------ INFORMATION SHOWN ------
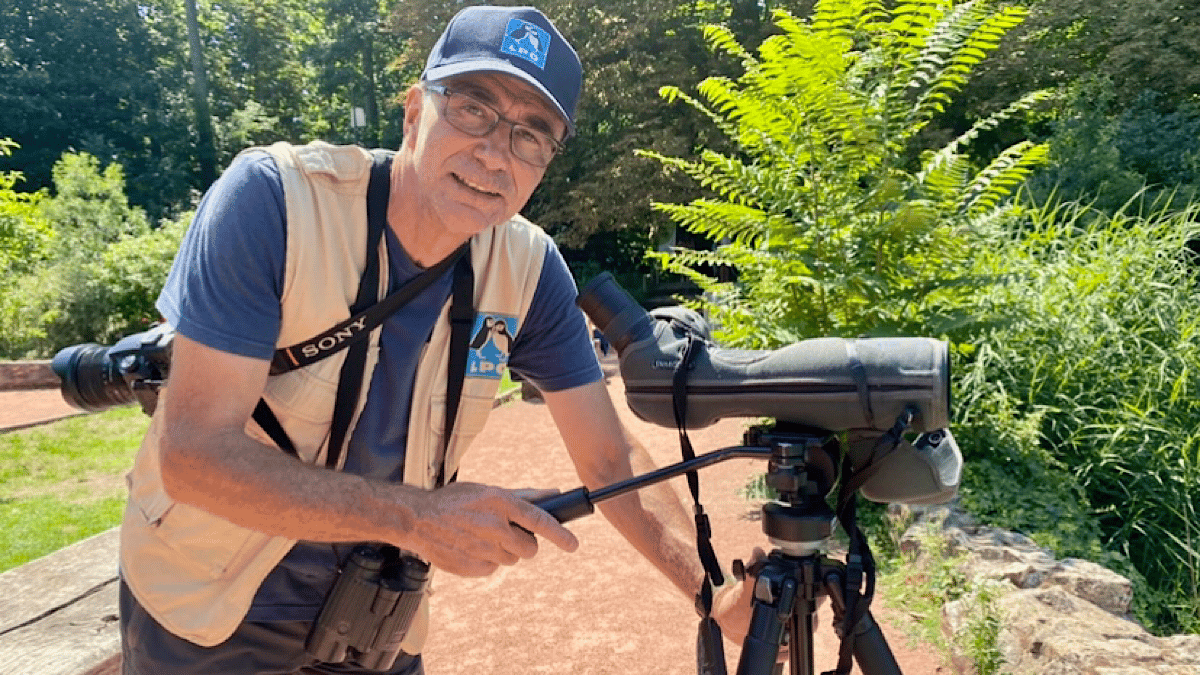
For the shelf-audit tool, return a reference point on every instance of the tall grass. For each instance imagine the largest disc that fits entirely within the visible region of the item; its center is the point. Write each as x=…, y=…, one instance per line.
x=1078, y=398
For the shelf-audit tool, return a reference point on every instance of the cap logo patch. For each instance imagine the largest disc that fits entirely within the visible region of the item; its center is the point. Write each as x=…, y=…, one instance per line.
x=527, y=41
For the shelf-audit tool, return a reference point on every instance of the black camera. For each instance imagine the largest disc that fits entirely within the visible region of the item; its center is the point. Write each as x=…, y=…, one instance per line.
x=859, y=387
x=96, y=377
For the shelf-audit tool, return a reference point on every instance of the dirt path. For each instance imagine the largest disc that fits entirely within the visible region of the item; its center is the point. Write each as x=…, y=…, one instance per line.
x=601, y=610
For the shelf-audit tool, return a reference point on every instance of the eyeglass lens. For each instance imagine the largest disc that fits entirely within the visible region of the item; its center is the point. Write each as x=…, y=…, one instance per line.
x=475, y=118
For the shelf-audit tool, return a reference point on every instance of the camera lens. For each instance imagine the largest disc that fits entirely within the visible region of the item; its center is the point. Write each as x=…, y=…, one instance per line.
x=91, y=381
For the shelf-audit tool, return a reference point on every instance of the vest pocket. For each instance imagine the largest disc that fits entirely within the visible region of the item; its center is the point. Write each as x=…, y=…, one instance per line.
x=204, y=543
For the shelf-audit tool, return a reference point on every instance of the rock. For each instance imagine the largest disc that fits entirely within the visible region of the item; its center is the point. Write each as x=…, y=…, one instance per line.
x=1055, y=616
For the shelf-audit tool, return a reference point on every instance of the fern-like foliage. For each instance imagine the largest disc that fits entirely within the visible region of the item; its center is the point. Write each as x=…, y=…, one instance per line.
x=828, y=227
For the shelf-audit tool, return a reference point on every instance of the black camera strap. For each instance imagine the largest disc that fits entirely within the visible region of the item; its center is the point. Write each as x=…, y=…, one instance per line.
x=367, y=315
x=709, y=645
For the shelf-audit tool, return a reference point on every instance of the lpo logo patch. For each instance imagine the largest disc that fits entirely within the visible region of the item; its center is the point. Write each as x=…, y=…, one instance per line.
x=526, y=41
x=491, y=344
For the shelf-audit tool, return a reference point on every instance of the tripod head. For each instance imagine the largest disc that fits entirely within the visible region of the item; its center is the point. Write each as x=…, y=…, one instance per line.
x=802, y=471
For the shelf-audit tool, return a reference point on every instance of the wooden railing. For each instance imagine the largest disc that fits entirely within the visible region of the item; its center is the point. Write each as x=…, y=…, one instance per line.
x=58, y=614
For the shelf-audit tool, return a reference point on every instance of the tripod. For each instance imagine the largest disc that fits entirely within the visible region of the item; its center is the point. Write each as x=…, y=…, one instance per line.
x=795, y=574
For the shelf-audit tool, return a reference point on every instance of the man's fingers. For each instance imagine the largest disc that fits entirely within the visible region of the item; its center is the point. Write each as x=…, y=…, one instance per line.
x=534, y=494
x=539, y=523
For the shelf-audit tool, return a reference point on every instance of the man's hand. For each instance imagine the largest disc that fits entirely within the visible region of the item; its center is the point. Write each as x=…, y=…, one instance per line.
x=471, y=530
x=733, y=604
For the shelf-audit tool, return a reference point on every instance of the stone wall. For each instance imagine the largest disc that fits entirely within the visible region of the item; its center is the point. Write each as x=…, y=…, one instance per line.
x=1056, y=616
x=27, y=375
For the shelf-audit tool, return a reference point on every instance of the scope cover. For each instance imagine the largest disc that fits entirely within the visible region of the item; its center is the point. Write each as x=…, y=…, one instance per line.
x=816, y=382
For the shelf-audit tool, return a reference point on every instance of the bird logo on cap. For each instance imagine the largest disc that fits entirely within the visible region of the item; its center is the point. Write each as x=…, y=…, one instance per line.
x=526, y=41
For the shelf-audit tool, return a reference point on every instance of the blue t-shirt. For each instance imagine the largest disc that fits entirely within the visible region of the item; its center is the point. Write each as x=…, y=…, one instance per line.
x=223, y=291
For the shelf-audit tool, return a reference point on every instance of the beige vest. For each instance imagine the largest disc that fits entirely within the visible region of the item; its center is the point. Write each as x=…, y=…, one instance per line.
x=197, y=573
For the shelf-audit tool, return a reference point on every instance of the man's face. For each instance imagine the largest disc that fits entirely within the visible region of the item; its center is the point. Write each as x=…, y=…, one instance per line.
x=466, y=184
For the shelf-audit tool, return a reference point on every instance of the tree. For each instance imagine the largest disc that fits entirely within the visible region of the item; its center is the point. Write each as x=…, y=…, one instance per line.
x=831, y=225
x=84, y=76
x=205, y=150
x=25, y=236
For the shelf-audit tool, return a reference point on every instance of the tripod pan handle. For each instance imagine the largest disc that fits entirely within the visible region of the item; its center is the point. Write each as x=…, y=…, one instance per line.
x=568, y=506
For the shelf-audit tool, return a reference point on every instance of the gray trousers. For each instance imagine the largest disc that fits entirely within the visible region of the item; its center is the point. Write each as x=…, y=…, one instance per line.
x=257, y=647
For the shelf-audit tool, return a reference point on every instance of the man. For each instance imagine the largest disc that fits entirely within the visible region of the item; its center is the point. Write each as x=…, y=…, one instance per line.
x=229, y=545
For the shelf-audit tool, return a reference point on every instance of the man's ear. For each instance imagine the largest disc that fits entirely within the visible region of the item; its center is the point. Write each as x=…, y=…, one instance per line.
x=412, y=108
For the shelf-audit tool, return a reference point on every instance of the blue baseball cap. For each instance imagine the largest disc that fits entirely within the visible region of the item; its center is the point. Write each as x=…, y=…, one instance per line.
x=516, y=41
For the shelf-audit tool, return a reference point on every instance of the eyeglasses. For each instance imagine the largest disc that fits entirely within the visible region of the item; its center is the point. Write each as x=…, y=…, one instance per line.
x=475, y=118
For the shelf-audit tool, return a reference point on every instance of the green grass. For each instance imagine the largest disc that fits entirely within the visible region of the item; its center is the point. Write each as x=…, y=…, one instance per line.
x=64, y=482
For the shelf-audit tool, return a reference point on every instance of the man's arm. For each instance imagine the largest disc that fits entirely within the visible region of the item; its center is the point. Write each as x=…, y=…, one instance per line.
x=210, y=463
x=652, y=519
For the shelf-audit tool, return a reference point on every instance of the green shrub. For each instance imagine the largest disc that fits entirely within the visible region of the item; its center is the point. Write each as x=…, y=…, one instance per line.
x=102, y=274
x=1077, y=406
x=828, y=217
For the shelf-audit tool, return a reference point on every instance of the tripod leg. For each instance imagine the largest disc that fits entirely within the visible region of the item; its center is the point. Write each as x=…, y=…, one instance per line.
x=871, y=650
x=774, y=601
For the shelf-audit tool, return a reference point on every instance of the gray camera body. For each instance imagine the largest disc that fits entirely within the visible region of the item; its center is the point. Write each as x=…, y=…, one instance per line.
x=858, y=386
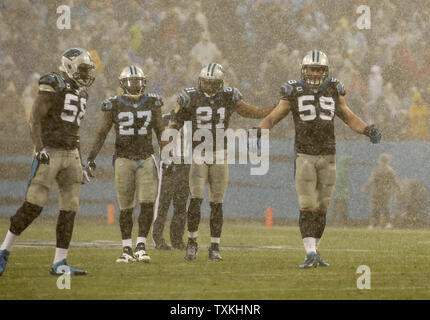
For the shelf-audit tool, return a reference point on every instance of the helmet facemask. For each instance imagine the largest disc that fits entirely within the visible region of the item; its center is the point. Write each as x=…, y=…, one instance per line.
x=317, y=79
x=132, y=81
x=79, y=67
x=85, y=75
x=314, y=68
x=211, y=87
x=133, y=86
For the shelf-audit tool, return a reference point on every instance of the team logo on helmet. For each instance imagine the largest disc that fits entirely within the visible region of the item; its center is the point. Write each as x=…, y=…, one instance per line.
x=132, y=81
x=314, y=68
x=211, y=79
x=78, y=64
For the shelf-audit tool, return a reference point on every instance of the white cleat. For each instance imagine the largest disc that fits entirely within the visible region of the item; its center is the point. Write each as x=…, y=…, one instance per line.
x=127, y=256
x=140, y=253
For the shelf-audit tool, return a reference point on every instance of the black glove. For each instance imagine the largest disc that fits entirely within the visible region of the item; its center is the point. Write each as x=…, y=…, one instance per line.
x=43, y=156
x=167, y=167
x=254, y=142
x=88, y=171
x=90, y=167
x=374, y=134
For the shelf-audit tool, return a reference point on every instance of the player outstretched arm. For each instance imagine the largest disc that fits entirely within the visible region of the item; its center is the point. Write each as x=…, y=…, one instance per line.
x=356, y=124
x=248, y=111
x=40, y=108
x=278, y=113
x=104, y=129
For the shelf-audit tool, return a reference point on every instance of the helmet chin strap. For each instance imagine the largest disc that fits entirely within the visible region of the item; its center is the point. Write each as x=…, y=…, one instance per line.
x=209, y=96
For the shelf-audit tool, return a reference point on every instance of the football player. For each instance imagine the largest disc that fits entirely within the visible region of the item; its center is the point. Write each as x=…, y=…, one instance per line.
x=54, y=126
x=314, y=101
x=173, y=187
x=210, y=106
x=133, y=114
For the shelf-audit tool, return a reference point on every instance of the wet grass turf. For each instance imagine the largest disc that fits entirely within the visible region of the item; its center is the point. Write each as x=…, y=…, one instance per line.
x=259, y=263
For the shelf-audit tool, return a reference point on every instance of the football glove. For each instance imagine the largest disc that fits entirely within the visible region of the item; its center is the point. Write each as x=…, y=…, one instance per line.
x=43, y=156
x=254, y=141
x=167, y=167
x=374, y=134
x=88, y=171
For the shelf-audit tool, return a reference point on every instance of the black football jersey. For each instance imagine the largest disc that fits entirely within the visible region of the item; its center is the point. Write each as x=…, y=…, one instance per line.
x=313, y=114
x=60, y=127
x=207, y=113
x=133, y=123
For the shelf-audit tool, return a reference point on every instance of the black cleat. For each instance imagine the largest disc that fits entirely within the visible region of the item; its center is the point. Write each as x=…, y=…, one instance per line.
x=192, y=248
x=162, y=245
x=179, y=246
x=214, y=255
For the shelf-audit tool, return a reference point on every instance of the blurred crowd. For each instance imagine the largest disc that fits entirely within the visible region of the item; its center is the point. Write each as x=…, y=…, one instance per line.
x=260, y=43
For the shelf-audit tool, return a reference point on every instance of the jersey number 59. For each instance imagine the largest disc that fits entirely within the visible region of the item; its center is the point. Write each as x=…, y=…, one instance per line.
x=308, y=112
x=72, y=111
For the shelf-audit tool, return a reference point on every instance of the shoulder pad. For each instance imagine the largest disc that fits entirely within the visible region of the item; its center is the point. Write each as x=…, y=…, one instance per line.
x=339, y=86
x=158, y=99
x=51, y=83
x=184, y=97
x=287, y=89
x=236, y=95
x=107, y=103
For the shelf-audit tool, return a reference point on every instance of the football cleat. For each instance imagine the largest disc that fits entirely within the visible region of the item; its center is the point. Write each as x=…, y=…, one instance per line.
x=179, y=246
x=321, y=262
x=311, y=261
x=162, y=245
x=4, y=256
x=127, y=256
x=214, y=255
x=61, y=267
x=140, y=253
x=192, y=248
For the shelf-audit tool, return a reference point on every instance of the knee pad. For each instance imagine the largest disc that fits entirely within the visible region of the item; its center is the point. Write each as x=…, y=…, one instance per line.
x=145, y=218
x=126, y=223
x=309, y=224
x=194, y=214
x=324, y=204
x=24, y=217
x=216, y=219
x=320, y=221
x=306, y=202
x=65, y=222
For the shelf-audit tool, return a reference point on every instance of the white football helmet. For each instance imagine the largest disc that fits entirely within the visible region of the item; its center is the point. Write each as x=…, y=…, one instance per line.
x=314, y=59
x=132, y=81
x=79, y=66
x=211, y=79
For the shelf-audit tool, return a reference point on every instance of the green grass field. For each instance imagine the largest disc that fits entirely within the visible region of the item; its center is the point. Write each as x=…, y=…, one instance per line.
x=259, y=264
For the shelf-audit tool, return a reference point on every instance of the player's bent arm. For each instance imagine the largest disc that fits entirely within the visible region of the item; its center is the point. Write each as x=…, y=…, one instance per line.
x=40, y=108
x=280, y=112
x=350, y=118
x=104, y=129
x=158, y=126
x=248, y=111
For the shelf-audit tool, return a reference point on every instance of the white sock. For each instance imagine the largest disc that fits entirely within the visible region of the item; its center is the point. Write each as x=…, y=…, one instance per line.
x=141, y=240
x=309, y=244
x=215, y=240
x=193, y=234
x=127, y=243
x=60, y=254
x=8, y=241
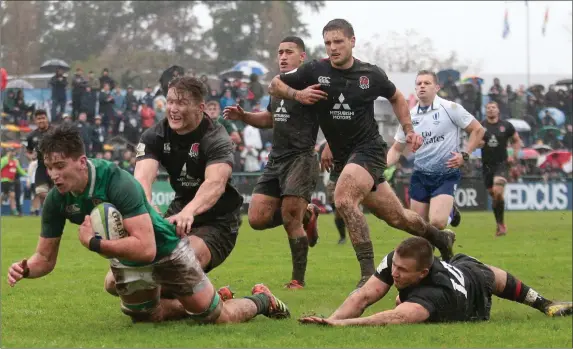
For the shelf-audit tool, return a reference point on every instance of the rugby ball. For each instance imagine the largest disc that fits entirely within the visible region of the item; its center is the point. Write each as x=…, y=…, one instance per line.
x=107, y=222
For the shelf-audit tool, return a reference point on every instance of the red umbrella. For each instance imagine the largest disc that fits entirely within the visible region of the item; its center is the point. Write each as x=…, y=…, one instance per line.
------
EXERCISE DETAILS:
Take the part of the entries above that opens with the line containing "the lpo logo" and closes with the line containing "x=733, y=604", and write out every line of it again, shifting each x and y coordinate up by 31.

OUTPUT FOR THIS TASK:
For the shelf-audit tool, return a reference point on every instance of the lpo logo patch. For each instance imagine the largest disc that fits entirely within the visible region of the item; its center is the point. Write each as x=…, y=…, one instance per line.
x=557, y=72
x=522, y=375
For the shelf-audit tool, return a reference point on every instance of the tripod head. For each instance imagine the largest disc that fits entirely within the visible region of the item; its center is the point. Write each as x=…, y=…, one instance per line.
x=833, y=502
For the shelf-audit tool, return a reference point on every instance of the wooden railing. For each instance imagine the largest disc that fits entirely within the visible region of the item; its center is the point. Write each as x=…, y=…, one instance per line.
x=89, y=645
For the shelf-audit tool, return a reference point on every instance of the tripod. For each instance imagine the largest disc that fits entirely within the visible region of the item; its center is the point. Write each as x=…, y=…, one instance per line.
x=826, y=605
For the shelf-audit tool, return a reference point on every instance of the man's fingers. For each instance imagine the largest disc that fits entirely within the visible region of the item; its center is the point. Write each as x=…, y=…, one instance per line.
x=565, y=525
x=570, y=554
For the shelf-audit tool, return a reference point on every instance of the man's hand. For each instance imagine the largest disc that fits entirely within the visible region of the item; its center is the point. Write each as x=…, y=…, one instance per line.
x=502, y=561
x=764, y=635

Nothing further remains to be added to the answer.